When a gay man/woman from said culture interacts with a member of the formerly described "genderless" race, the idea of making sexuality a theme of your fantasy series becomes fascinating. Its a way of showing how two earthbound souls are so far apart because of their cultural bonds. _Different societies which seem different worlds._

This would be how I recommend incorporating sexual minorities : writing about different habits, customs, describing the struggle of these men/women who suffer (or not) from their difference, and how they judge foreign cultures.


----------



## K.S. Crooks (Aug 7, 2015)

First thing is to establish the amount of personal relationships and sexuality you want in the story. Is it going to be a major component or only a small aspect of characters' personalities and the story. The target age group is another consideration. Think of the way real relationships build over time and take the same approach with your characters. Remember that you don't have to explicitly state something for the reader to know it happens and it is often the small things (holding hands, massaging the back of the neck, etc) that provide a better indication of an affectionate relationship than a sexual act.
I wouldn't get fixated on how LGBT people have been treated for real in various places on earth. Create your world the way you want it to be, whether that be easy or difficult for your characters. As a black man I chose not to make colour an issue in my fantasy series. There are people of a variety of colour as main or secondary characters and it's not an issue in any way. Another series I have in mind will have colour as a prominent component and there will be conflicts based on that.
Will sexual orientation be limited to only people or can elves, dwarves, centaurs or any other fantasy being in your story be LGBT? Perhaps it is acceptable for one species but not for another. You can split aspects of the struggle for equality among the different species in your story or keep it all with humans. Go with what you think will work. Hope this helps sparks a few ideas.


----------



## FifthView (Aug 8, 2015)

REQUEST:
Continue the forum thread on writing sexuality into fantasy worlds, starting with the reply posted under the last header.

DATASET EXTRACT:
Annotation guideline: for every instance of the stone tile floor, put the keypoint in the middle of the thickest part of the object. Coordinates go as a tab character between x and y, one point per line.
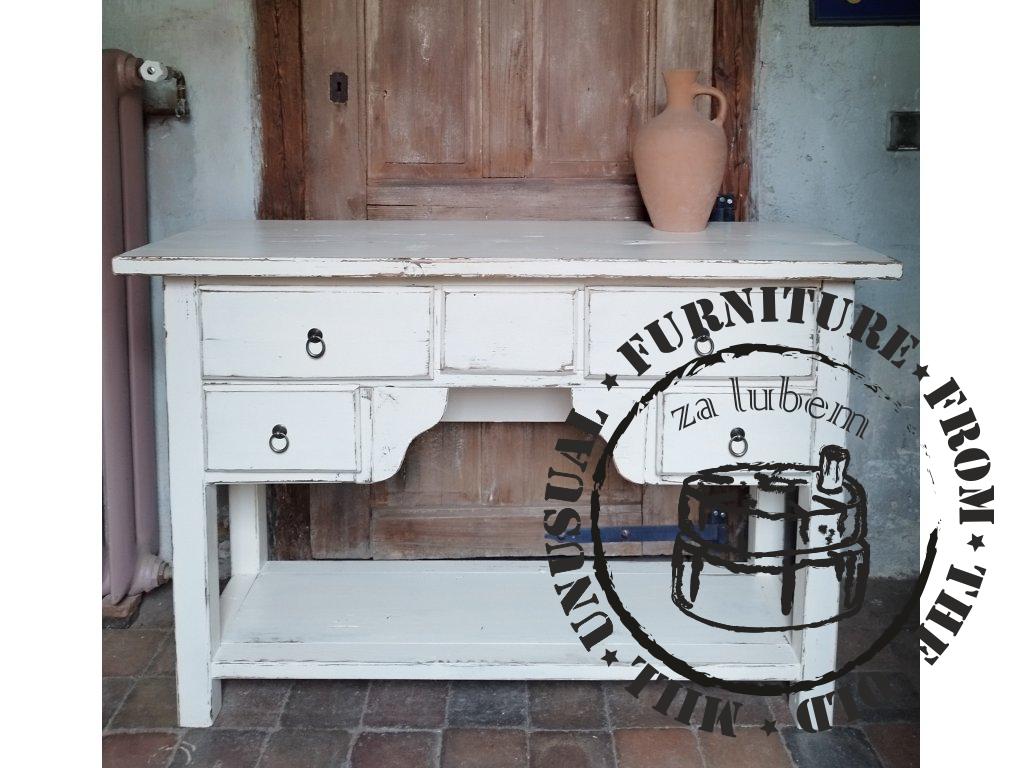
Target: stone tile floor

ANSWER FOR THIS EXERCISE:
Sexuality is not a "non-issue" for most people, but rather definitional – even _if_ it's not given much conscious thought on a daily basis.  A person may spend a lot of time on _one type_ of conscious thinking, e.g. "Whoa, she's hot!  Wait, that one over there is also hot!", without having a single thought about whether that type of thinking fits into a category, is non-standard, and so forth.  In fact, LGBT individuals in a world that typically persecutes them may be more likely to have the intellectual, psychological introspection about sexual labels and the consequences of being a sexual minority, simply because they are confronted by the disparity at a very early age.  So whereas the majority of the populace may not give it much thought, LGBT individuals might be more conscious of the differences.  (Then again, in such a world they themselves might not have the labels or wherewithal to philosophize on the matter.)

I've read many books where the _subject_ of sexuality itself isn't given much focus while manifestations of that sexuality appear in the form of "She's hot!" type of development.  I.e., there might be minor events between the primary or secondary characters and others which have a sexual nature, but the focus of the book isn't sexuality itself.  I think we all could name a long list of books where adventure, political conflict, and so forth are obviously the main focus – but in which there are also occasional passages which display a character's sexuality even without addressing it intellectually.


----------



## Legendary Sidekick (Aug 8, 2015)

I think it's worth noting that just because a character has an alternate lifestyle or the interest in one, it doesn't mean they must have a sex life or it must be shown. Treat LGBT characters as you would straight characters.

Sometimes, a sex scene can be jarring. My wife and I enjoy _Murder in the First_, but the sex scenes are just laughable. My wife's comment when we watched the other night was, "Ha, ha, this is totally unnecessary." She then basically says the show is trying to do soft core porn while showing butts only or less (though I think my wife has never uttered the word "porn").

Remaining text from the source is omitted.